═════ Text

This mode can be used with the onboard digital comparator to monitor the status of an input signal with little support needed from a host microcontroller. The conversion time is less than the I2C data retrieval time. TI suggests stopping this mode by setting the mode to Idle or stopping the conversion by configuring the alarm to do so, before retrieving data. The alarm can also be configured to continue the conversion even after an interrupt is generated.

ADS7924 ai_tim_auto-1_bas482.gif
1. Same channel is continuously converted.
2. Busy is an internal signal shown as active high that can be routed to the INT pin for external monitoring.
3. PWRCON is shown enabled and active high.
4. The mode begins on the trailing edge of the I2C acknowledge after writing to the MODECNTL register.

══════════
═════ Supplied data

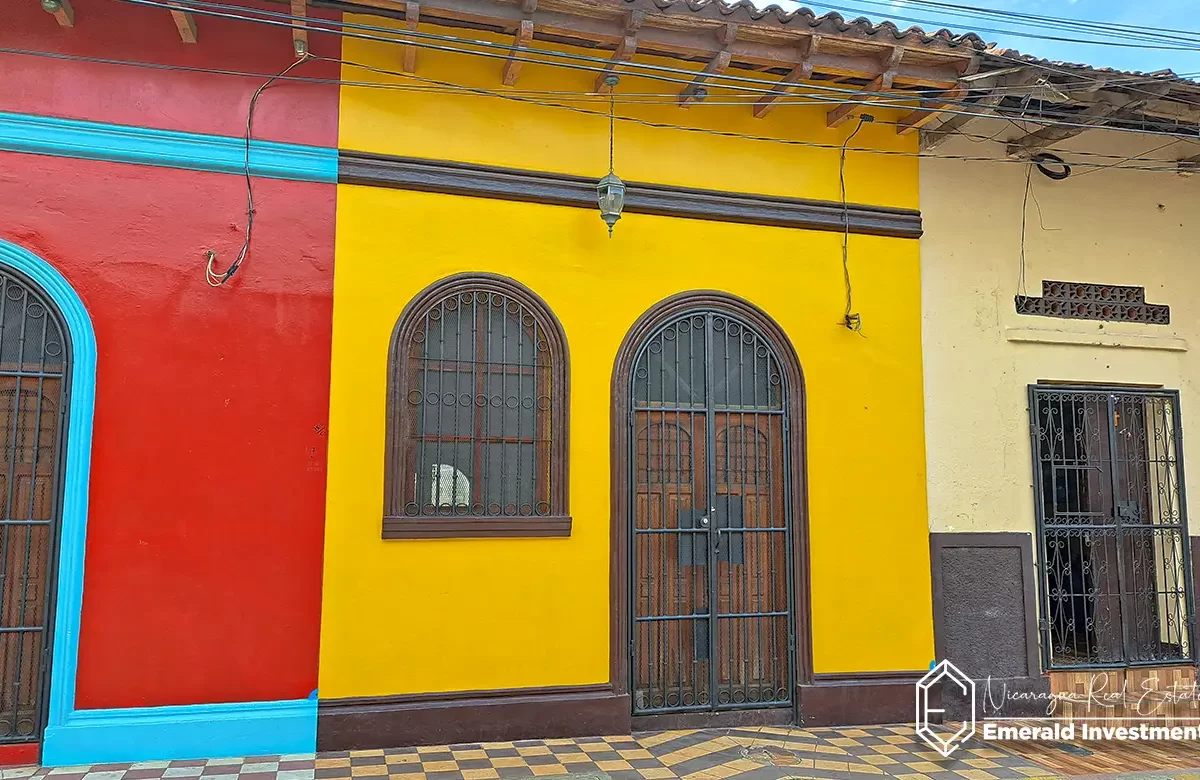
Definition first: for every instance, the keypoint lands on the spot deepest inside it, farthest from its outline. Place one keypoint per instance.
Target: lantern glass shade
(611, 197)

══════════

For each statement, answer yes or no on whether the ADS7924 text above supports it, and quote the words from the text that decide it. (a) The conversion time is longer than the I2C data retrieval time. (b) Busy can be routed to the INT pin for external monitoring. (c) The alarm always stops the conversion once an interrupt is generated.

Full answer:
(a) No: "The conversion time is less than the I2C data retrieval time."
(b) Yes: "Busy is an internal signal shown as active high that can be routed to the INT pin for external monitoring."
(c) No: "The alarm can also be configured to continue the conversion even after an interrupt is generated."